> [Exercise input]:
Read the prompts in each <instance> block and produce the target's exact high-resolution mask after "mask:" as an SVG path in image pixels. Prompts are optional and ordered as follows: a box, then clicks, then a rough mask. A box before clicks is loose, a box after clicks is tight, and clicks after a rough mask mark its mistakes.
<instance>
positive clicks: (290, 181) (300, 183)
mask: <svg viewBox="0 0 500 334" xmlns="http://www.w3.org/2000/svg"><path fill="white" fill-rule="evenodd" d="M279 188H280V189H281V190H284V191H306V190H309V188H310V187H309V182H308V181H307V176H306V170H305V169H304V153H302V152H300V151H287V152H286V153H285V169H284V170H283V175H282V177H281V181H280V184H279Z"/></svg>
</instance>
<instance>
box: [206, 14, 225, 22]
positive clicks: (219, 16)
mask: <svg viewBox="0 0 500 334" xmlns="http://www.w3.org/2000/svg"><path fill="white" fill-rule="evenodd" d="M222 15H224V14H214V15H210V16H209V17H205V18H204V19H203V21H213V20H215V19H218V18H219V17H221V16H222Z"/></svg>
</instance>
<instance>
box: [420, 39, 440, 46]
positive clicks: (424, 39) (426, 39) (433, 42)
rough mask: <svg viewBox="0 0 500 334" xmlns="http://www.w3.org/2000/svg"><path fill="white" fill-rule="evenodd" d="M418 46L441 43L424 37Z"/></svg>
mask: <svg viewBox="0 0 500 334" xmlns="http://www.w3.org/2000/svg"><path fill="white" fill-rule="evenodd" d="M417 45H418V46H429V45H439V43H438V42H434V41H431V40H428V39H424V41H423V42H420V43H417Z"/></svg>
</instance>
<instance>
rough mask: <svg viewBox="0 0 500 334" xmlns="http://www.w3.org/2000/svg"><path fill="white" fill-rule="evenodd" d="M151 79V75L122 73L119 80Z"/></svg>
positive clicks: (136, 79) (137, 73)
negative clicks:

> [What to do]: Print every line of the records exactly. Omit nothing.

> [Response area]:
Read the prompts in each <instance> block and produce the target's exact high-resolution mask after "mask:" as an SVG path in image pixels. Prompts are optional and ordered as follows: a box, then clicks, then a rough mask. A box before clicks is loose, a box after clicks is tight, and clicks after a rough mask mark its mistakes.
<instance>
positive clicks: (290, 181) (300, 183)
mask: <svg viewBox="0 0 500 334" xmlns="http://www.w3.org/2000/svg"><path fill="white" fill-rule="evenodd" d="M279 188H280V189H281V190H284V191H306V190H309V188H310V187H309V182H308V181H307V176H306V170H305V169H304V153H302V152H300V151H287V152H286V153H285V169H284V170H283V175H282V177H281V181H280V184H279Z"/></svg>
</instance>
<instance>
box: [206, 14, 225, 22]
positive clicks: (219, 16)
mask: <svg viewBox="0 0 500 334" xmlns="http://www.w3.org/2000/svg"><path fill="white" fill-rule="evenodd" d="M222 15H224V14H214V15H210V16H209V17H205V18H204V19H203V21H213V20H215V19H218V18H219V17H221V16H222Z"/></svg>
</instance>
<instance>
box: [420, 39, 440, 46]
positive clicks: (424, 39) (426, 39) (433, 42)
rough mask: <svg viewBox="0 0 500 334" xmlns="http://www.w3.org/2000/svg"><path fill="white" fill-rule="evenodd" d="M418 46L441 43L424 37Z"/></svg>
mask: <svg viewBox="0 0 500 334" xmlns="http://www.w3.org/2000/svg"><path fill="white" fill-rule="evenodd" d="M417 45H418V46H429V45H439V43H438V42H434V41H431V40H428V39H424V41H423V42H420V43H417Z"/></svg>
</instance>
<instance>
rough mask: <svg viewBox="0 0 500 334" xmlns="http://www.w3.org/2000/svg"><path fill="white" fill-rule="evenodd" d="M151 79V75L122 73L119 80Z"/></svg>
positive clicks: (136, 79) (137, 73)
negative clicks:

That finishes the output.